(Stated problem 1) In the text on network testing, condense the paragraph that begins "We consider the testing problem" into a short bulleted list that keeps its main facts.
————————
We consider the testing problem introduced in Jin, Ke, and Luo (2019) where one tests a DCSBM with \(K=1\) communities (model 1) and a DCSBM with \(K \ge 2\) communities (model 2), both having the same expected degree for every node. Model 1 can be considered the degree-corrected Erdős–Rényi model.
We mostly follow the notation of Jin, Ke, and Luo (2019) with some minor deviations (e.g., we use \(\lambda\) to denote the expected average degree of the network). They consider the degree-corrected mixed membership model (DCMM) with the following expectation for the adjacency matrix \[\begin{align*} \mathop{\mathrm{\mathbb E}}[A_{ij} \mid \theta, \pi] = \theta_i \theta_j \,\pi_i^T P \pi_j, \quad i <j, \quad \pi_i \sim F \end{align*}\] where \(\pi_i\) is a random element of \([0,1]^K\). In the special case of the DCSBM, we have \(\pi_i = e_{z_i}\) where \(z_i\) is a random label in \([K]\) and \(e_k\) is the \(k\)th basis vector of \(\mathbb R^K\). This special case is what we consider here. For identifibaility, it is assumed that \(\|P \|_\infty = \max_{k\ell} |P_{k\ell}|= 1\). They also let \[h = \mathop{\mathrm{\mathbb E}}[\pi_i]\] denote the class prior.
————————
(Stated problem 2) Echo the rows below word for word, starting at the first row and ending at the line that contains "[[156, 48, 166, 51]]", with both of those lines included.

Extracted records
————————
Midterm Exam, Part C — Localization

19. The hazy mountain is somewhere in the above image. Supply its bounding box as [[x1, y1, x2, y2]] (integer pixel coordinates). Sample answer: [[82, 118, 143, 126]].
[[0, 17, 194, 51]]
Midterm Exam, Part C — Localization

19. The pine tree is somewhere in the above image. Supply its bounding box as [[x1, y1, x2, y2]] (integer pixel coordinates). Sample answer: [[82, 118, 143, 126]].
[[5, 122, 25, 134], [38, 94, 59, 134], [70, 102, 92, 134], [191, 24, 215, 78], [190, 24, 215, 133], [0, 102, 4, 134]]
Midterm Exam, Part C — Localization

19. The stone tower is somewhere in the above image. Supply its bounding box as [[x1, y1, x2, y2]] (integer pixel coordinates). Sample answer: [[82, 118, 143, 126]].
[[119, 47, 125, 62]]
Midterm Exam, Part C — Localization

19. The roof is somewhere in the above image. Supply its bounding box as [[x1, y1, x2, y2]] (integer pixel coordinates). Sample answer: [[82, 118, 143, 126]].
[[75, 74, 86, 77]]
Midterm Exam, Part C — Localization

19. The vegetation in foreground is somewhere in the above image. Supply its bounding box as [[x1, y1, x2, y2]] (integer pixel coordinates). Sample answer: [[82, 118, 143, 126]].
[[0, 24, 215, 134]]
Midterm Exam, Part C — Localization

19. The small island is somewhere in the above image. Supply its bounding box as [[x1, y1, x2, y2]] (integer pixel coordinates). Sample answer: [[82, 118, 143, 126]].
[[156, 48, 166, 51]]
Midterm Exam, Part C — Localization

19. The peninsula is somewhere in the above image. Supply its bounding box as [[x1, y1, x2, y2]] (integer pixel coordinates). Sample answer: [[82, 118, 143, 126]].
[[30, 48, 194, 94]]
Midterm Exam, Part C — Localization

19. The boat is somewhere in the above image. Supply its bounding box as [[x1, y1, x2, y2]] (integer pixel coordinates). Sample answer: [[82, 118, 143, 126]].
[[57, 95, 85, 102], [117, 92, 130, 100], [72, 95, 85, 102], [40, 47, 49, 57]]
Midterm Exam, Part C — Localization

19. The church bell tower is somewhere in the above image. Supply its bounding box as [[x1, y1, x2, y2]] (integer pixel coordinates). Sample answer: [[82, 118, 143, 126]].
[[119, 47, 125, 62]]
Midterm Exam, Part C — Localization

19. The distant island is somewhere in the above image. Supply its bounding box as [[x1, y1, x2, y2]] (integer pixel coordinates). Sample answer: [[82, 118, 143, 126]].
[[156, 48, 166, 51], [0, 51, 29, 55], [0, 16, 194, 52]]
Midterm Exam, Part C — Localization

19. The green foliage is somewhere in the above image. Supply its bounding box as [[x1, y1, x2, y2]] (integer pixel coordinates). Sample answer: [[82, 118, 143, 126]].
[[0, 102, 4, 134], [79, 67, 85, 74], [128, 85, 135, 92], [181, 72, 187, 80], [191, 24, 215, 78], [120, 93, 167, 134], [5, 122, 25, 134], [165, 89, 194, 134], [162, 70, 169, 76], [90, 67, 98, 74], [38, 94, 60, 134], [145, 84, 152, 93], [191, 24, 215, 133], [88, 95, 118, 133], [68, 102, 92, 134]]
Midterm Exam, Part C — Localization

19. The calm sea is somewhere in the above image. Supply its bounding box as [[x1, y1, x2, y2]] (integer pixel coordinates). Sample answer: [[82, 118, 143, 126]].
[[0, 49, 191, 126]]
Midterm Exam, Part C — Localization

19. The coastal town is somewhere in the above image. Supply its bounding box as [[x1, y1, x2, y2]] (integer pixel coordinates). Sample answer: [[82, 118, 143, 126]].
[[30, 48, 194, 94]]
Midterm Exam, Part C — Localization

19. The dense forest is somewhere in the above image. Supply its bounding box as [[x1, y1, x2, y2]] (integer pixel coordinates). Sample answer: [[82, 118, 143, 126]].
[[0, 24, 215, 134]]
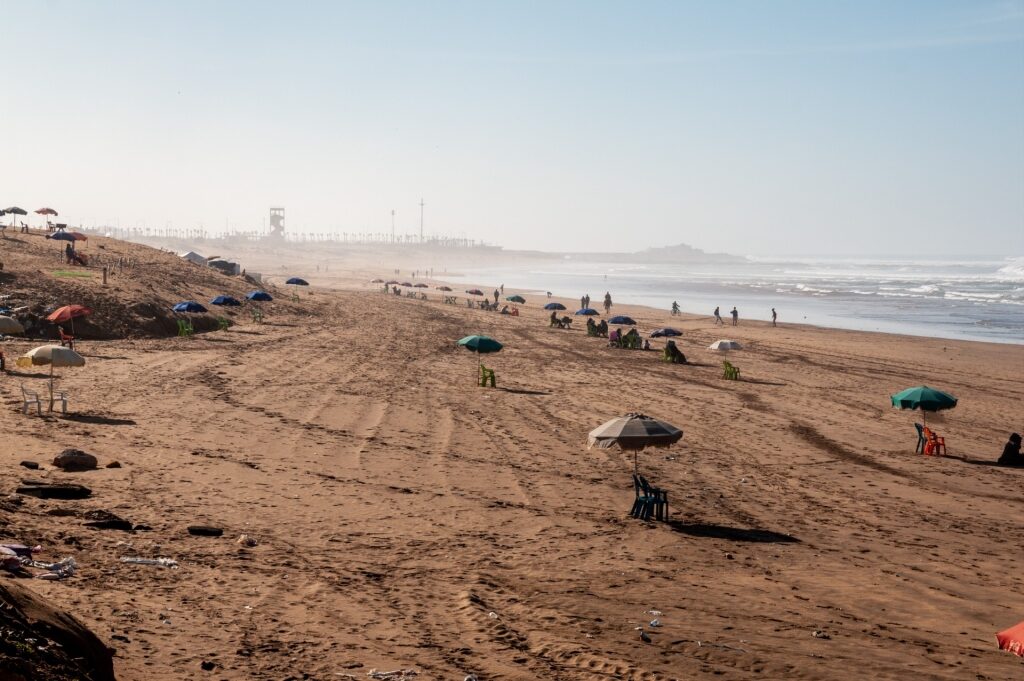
————————
(Answer 1)
- The testing problem comes from Jin, Ke, and Luo (2019).
- Model 1 is a DCSBM with K = 1 community and can be considered the degree-corrected Erdős–Rényi model.
- Model 2 is a DCSBM with K ≥ 2 communities.
- Both models have the same expected degree for every node.

(Answer 2)
Midterm Exam, Part C — Localization

19. The hazy mountain is somewhere in the above image. Supply its bounding box as [[x1, y1, x2, y2]] (integer pixel coordinates). Sample answer: [[82, 118, 143, 126]].
[[0, 17, 194, 51]]
Midterm Exam, Part C — Localization

19. The pine tree is somewhere in the above image. Supply its bounding box as [[x1, y1, x2, y2]] (integer pixel coordinates). Sample answer: [[82, 118, 143, 126]].
[[5, 122, 25, 134], [38, 94, 59, 134], [70, 102, 92, 134], [191, 24, 215, 78], [190, 24, 215, 133], [0, 102, 4, 134]]
Midterm Exam, Part C — Localization

19. The stone tower is somewhere in the above image. Supply its bounding box as [[x1, y1, x2, y2]] (integer pixel coordinates). Sample answer: [[82, 118, 143, 126]].
[[119, 47, 125, 62]]
Midterm Exam, Part C — Localization

19. The roof is somewhere in the above image. Supply its bounding box as [[x1, y1, x2, y2]] (integer pixel coordinates). Sample answer: [[82, 118, 143, 126]].
[[75, 74, 86, 77]]
Midterm Exam, Part C — Localization

19. The vegetation in foreground is somewhere in the above image. Supply its bounding box as [[x1, y1, x2, y2]] (integer pixel coordinates). Sample answer: [[82, 118, 143, 126]].
[[0, 24, 215, 134]]
Midterm Exam, Part C — Localization

19. The small island is somewhere in the above image. Supply its bounding box as [[x1, y1, x2, y2]] (integer pixel coordinates). Sample answer: [[82, 118, 143, 126]].
[[156, 48, 166, 51]]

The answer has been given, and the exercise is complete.